The verdict in the Ayodhya case considered in detail three suits filed by the Nirmohi Akhara (Suit 3), the Sunni Central Waqf Board (Suit 4) and by Ram Lalla the deity (Suit 5). The suit by Nirmohi Akhara was dismissed for being barred by limitation. The deity’s suit was decreed with conditions for framing of a scheme and a trust for the construction of the temple at Ram Janambhoomi, the then disputed land, while the prayers in the suit was for a declaration of premises that it belonged to it and an injunction prohibiting the defendants from obstructing construction of a temple. The Waqf Board’s suit was partly decreed, despite the Supreme Court finding that “the destruction of the mosque and the obliteration of the Islamic structure was an egregious violation of the rule of law”. The court went on to add that “this court in the exercise of its powers under Article 142 of the Constitution must ensure that a wrong committed must be remedied”. It further emphasises that “history and its wrongs shall not be used as instruments to oppress the present and the future”.
In the wake of the court finding that the “destruction of the mosque was a violation of the rule of law” and holding that “the Constitution postulates the equality of all faiths; tolerance and mutual coexistence nourish the secular commitment of our nation and its people”, will the order directing that that “land measuring five acres be allotted to the Sunni Central Waqf Board” be a justifying relief “necessary to provide restitution to the Muslim community for the unlawful destruction of their place of worship for the Muslims”?

◆ Pointing dataset records:
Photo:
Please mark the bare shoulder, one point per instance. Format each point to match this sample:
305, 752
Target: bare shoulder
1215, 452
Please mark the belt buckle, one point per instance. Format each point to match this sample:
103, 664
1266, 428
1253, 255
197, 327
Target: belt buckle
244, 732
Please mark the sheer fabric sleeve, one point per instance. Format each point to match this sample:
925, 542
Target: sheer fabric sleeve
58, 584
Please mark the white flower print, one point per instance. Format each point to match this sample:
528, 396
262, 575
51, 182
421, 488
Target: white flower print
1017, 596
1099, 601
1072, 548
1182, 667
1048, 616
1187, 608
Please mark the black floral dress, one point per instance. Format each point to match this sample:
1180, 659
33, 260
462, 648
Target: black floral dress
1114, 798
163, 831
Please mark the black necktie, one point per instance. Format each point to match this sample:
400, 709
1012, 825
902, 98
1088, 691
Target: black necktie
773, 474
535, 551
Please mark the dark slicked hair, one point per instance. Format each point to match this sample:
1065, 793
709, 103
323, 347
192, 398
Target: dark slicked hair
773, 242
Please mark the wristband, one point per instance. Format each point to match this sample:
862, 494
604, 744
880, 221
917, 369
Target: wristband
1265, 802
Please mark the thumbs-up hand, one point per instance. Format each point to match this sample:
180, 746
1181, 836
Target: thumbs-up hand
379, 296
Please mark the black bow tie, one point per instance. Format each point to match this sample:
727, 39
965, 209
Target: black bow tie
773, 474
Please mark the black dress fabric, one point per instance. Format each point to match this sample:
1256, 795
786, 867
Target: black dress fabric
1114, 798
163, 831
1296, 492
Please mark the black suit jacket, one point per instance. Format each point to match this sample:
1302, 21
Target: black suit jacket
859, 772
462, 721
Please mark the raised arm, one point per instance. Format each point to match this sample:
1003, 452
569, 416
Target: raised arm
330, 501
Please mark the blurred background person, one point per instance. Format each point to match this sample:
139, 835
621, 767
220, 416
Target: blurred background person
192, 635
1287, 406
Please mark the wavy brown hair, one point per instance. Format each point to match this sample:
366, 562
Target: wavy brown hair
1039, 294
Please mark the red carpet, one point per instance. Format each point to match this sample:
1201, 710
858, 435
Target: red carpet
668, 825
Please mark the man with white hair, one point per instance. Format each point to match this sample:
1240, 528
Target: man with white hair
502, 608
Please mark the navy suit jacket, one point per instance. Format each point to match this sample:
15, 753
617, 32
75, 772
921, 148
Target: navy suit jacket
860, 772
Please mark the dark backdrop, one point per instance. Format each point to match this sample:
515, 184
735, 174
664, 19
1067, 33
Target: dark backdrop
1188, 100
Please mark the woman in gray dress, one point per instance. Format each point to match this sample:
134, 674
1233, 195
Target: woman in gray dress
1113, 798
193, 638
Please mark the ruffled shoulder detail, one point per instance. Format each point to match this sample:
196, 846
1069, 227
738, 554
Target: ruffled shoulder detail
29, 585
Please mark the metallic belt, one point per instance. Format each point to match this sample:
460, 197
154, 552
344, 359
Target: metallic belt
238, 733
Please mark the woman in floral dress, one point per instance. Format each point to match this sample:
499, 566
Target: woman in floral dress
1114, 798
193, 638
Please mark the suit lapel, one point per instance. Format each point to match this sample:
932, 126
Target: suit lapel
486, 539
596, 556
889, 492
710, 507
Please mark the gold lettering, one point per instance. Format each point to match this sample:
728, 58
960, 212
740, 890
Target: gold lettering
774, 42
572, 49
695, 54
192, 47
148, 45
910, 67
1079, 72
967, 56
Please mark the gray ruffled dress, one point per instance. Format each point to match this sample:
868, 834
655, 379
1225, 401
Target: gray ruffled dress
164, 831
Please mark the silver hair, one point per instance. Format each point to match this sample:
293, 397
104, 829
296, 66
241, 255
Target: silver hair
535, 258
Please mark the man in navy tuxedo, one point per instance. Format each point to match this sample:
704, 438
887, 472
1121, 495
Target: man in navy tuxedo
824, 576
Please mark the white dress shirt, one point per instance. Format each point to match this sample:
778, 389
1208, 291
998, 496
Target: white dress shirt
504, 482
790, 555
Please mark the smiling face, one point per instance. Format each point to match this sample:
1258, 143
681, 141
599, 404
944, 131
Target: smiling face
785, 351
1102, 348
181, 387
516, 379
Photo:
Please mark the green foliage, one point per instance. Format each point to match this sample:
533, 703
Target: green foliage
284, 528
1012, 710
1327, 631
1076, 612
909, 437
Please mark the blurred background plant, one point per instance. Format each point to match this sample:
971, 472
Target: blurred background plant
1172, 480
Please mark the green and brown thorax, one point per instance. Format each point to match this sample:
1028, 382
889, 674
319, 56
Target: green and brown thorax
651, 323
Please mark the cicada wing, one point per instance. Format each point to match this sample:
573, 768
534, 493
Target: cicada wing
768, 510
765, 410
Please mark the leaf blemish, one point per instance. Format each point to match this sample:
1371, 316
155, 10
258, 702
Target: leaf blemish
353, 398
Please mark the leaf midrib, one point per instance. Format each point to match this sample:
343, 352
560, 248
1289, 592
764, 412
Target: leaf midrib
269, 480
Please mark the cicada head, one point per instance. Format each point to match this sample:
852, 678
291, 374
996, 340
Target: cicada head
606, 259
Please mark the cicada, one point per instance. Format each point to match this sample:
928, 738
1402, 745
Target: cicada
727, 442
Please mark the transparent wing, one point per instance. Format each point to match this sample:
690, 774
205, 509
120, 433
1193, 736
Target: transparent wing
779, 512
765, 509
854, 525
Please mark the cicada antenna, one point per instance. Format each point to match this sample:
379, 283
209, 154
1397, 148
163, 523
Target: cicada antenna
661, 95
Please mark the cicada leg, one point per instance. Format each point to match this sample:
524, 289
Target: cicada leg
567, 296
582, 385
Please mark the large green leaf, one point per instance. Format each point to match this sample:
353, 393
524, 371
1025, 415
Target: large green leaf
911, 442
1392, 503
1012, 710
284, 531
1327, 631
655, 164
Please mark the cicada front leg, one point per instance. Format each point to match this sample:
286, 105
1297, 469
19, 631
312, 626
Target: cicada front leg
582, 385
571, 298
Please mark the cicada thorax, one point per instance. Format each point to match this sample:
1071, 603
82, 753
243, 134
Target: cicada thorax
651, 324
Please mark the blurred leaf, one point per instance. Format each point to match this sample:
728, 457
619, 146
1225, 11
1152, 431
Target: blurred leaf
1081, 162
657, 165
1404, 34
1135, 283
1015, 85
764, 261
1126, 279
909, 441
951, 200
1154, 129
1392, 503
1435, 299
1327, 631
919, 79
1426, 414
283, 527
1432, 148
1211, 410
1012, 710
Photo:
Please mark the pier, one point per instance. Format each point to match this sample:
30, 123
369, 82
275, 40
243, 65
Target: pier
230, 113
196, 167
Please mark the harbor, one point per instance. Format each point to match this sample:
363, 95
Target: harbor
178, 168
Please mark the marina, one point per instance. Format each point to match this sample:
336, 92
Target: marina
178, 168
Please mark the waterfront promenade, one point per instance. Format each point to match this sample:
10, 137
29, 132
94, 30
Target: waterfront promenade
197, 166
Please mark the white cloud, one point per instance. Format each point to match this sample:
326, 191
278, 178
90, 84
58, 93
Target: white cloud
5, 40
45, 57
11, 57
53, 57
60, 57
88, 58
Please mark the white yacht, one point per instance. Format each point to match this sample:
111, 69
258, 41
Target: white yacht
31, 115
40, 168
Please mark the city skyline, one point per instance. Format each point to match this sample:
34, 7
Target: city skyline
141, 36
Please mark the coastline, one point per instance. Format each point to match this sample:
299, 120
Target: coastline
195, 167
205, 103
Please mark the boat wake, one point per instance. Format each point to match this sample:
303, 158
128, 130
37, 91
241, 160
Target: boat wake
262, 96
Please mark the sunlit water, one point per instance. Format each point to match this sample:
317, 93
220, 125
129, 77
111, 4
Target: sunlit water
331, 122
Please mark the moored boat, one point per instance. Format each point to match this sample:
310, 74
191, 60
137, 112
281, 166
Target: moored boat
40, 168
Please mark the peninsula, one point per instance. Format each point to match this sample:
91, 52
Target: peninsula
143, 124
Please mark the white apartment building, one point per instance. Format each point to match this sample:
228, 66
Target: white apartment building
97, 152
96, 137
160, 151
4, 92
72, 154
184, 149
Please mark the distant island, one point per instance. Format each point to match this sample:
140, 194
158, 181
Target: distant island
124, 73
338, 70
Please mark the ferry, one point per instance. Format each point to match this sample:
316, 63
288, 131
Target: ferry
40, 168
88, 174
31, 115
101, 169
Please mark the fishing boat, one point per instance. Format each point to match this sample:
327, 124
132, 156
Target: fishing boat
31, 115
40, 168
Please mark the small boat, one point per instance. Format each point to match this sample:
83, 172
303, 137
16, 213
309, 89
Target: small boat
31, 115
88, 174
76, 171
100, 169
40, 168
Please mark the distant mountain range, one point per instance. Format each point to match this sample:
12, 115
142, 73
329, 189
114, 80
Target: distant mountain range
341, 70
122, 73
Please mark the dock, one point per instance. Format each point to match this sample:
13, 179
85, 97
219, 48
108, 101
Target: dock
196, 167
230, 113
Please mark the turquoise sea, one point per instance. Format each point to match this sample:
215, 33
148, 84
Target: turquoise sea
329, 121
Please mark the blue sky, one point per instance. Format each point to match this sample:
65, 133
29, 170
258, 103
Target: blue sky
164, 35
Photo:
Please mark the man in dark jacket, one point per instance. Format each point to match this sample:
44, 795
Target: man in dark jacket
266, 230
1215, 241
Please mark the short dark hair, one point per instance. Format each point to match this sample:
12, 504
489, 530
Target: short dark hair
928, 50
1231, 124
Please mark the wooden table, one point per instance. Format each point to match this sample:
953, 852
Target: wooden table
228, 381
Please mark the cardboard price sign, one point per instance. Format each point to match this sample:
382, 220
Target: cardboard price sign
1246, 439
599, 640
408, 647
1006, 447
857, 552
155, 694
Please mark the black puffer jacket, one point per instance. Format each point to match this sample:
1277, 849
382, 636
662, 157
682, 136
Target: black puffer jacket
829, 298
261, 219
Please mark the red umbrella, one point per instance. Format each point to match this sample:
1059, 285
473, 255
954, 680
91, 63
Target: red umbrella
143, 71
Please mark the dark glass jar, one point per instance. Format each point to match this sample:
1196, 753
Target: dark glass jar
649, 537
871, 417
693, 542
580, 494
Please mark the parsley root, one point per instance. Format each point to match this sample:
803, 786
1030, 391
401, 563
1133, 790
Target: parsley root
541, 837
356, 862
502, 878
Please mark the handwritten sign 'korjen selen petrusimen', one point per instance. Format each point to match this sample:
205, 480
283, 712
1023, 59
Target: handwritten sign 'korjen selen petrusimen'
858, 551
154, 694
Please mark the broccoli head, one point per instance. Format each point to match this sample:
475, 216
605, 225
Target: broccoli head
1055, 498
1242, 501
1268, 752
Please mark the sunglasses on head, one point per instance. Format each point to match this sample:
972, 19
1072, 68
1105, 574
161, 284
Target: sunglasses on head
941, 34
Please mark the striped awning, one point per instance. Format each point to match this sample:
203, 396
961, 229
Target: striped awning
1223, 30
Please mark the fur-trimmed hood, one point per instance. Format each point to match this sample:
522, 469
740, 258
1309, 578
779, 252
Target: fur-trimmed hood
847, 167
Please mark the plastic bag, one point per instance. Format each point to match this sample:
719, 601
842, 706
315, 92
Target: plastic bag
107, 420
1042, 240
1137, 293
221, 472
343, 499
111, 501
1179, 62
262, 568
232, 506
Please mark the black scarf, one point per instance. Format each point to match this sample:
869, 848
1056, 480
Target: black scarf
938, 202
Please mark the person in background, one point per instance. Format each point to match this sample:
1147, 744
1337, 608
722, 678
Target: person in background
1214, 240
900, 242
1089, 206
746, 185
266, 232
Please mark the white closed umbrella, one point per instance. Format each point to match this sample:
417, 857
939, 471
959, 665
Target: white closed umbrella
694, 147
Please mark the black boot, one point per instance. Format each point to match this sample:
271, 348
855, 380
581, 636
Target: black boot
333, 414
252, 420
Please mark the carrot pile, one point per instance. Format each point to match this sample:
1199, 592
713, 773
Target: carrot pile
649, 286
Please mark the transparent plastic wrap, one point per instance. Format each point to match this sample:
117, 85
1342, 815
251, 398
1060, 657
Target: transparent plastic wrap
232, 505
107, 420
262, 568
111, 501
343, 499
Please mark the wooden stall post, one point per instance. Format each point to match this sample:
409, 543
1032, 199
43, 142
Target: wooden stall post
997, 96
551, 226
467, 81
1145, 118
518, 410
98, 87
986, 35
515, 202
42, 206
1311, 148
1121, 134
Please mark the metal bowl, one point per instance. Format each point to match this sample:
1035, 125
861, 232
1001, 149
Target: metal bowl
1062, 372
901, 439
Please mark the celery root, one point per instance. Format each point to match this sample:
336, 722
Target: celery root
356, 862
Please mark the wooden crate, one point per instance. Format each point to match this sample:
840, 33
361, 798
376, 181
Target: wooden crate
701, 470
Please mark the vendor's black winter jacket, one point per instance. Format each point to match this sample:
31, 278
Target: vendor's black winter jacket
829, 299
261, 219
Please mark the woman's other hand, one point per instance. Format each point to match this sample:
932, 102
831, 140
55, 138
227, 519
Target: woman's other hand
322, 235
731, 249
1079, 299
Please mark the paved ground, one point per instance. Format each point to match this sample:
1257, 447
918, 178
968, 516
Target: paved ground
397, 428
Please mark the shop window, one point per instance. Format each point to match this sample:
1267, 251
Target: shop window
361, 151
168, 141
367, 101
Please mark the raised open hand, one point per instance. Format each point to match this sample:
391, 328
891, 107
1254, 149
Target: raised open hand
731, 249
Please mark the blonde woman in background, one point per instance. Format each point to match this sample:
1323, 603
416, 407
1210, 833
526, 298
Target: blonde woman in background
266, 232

◆ Task list:
(1) How many lines in the records contain the word "blonde"? Reply with the number alone.
(2) Can you continue the passage on the Ayodhya verdict, picking up right after its final sentence?

◆ Answers to each task:
(1) 2

(2)
There are reasons for at least the plaintiff, the Waqf Board, to feel that justice was not adequately extended to it while invoking Article 142. Further, the terms, used as “Hindus” and “Muslims”, do not appear blissful to be used in all the occasions in the judgment since the parties in the suits may not be treated as the representation of all Hindus or all Muslims in the country for deciding a question of law or a question of fact. Judicial decision-making may call for religious emotions, which the court has adequately considered and perhaps which led to the conclusion of the operational part of the judgment.
In this context, the positive appreciation of the verdict still remains to be observed in the days to come.
The Supreme Court, in its verdict, discussed in detail the Places of Worship (Special Provisions Act) Act 1991 and asserted its significance in the constitutional scheme of things and the responsibility of all to honour it.
Section 2 of the Act defines places of worship and Section 3 enacts a bar on the conversion of a place of worship of any religious denomination or a section of it into a place of worship of a different religious denomination or of a different segment of the same religious denomination. The court endorses this Act by saying that it was enacted to preserve secularism, a basic feature of the Constitution. “The state has, by enacting the law, enforced a constitutional commitment and operationalised its constitutional obligations to uphold the equality of all religions and secularism, which is a part of the basic features of the Constitution”.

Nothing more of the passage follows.